→ **Exercise data**
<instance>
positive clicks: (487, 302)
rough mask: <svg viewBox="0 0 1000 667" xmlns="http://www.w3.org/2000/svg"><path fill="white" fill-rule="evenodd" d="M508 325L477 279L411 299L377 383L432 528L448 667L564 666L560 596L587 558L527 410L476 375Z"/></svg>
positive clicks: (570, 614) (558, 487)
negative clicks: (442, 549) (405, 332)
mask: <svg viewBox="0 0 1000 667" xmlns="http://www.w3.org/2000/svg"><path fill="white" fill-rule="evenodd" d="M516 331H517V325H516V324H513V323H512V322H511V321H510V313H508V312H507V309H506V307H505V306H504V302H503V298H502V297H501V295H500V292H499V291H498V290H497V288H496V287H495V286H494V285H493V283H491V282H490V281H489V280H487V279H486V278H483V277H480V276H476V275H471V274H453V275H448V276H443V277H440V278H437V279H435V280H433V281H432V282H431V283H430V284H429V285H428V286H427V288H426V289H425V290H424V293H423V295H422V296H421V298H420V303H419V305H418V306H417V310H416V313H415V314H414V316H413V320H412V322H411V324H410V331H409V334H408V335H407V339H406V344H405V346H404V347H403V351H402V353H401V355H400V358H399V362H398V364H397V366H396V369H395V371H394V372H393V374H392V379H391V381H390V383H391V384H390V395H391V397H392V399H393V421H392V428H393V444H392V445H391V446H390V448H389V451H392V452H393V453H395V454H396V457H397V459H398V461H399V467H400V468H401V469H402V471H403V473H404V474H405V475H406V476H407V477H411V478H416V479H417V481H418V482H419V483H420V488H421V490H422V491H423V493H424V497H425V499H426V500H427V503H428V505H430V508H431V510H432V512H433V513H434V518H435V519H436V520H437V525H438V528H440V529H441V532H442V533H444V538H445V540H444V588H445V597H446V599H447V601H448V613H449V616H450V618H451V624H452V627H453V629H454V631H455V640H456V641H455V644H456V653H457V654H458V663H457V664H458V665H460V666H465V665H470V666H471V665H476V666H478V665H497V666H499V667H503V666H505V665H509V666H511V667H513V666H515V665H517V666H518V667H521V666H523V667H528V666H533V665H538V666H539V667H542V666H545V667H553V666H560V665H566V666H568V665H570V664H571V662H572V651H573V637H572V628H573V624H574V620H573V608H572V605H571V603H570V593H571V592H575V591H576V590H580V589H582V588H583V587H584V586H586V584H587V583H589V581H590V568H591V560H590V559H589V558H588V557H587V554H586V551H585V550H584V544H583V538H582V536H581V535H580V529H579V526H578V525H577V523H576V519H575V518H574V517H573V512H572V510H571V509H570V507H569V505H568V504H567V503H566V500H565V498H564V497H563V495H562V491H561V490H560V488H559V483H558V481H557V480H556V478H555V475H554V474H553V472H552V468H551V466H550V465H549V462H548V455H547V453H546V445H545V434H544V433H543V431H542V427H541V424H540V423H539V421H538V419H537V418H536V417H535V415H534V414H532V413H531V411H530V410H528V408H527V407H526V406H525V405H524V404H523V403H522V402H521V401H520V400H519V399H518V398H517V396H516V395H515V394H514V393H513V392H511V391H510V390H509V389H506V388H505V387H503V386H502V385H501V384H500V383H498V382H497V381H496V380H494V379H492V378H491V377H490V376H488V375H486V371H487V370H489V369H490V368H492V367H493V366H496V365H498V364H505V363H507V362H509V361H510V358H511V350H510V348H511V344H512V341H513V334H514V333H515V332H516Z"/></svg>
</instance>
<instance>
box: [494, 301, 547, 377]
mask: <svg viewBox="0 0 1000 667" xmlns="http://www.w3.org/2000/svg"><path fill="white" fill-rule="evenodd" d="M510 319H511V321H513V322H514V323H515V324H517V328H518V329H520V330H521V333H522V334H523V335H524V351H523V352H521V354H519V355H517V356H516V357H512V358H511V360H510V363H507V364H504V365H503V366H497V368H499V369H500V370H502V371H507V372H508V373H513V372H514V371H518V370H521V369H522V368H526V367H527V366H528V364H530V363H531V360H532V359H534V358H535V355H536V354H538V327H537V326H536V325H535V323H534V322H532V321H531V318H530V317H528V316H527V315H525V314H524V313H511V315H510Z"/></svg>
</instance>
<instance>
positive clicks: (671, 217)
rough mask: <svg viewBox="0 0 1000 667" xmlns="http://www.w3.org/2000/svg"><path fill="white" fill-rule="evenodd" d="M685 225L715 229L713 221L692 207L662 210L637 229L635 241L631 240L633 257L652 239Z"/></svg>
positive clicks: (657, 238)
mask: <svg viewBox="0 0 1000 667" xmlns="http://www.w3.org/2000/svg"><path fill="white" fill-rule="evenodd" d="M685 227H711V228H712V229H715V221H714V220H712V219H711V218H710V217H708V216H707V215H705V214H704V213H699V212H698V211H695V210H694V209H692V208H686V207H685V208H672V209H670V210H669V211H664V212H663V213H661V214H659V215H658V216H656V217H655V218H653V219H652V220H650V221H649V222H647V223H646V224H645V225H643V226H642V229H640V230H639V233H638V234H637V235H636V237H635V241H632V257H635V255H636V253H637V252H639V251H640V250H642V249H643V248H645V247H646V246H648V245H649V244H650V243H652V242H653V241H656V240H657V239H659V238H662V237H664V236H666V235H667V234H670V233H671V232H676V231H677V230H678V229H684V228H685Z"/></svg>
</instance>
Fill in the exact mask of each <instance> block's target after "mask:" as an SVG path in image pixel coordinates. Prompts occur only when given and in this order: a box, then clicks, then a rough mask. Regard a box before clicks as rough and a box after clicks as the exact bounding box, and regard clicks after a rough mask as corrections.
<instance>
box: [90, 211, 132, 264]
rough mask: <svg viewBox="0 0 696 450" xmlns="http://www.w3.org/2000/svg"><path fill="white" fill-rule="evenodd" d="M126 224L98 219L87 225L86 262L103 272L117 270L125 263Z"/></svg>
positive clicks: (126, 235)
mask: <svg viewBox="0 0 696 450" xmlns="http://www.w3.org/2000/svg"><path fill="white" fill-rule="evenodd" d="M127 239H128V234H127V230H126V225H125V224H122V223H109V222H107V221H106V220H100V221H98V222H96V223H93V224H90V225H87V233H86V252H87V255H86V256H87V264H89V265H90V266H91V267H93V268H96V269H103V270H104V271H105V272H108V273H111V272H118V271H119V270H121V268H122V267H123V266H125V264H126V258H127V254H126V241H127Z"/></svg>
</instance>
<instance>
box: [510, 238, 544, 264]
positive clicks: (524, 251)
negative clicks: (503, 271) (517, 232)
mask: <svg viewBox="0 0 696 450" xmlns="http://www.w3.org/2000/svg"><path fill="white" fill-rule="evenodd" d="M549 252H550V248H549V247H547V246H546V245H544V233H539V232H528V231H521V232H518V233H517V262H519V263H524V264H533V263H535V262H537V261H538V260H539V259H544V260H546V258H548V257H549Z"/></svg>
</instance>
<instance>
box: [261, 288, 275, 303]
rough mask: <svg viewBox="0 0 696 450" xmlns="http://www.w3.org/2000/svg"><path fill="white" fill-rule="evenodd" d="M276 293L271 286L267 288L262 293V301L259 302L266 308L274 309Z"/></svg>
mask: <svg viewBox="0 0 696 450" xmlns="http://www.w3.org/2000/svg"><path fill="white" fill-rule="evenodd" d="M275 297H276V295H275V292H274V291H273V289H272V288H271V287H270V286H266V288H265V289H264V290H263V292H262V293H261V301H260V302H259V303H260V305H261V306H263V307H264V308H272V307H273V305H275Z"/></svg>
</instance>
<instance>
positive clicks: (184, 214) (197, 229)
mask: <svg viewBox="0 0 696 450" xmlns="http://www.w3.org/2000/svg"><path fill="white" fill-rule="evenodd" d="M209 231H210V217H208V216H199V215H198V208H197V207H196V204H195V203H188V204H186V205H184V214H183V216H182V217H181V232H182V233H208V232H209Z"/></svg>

→ **Activity**
From the entries above, extract only the lines running from the one containing "box: [494, 301, 547, 377]" through the one containing "225L715 229L713 221L692", inclusive.

→ **Completed exercise**
box: [494, 301, 547, 377]
mask: <svg viewBox="0 0 1000 667" xmlns="http://www.w3.org/2000/svg"><path fill="white" fill-rule="evenodd" d="M510 319H511V321H513V322H514V323H515V324H517V328H518V329H520V330H521V333H522V334H523V335H524V351H523V352H521V354H519V355H517V356H516V357H512V358H511V360H510V363H507V364H504V365H503V366H497V368H499V369H500V370H502V371H507V372H508V373H513V372H514V371H518V370H521V369H522V368H526V367H527V366H528V364H530V363H531V360H532V359H534V358H535V355H536V354H538V327H537V326H536V325H535V323H534V322H532V321H531V318H530V317H528V316H527V315H525V314H524V313H511V315H510Z"/></svg>
</instance>
<instance>
positive clicks: (671, 217)
rough mask: <svg viewBox="0 0 1000 667" xmlns="http://www.w3.org/2000/svg"><path fill="white" fill-rule="evenodd" d="M685 225L715 229L713 221L692 207L662 210L637 229L635 241L631 240L633 257L652 239Z"/></svg>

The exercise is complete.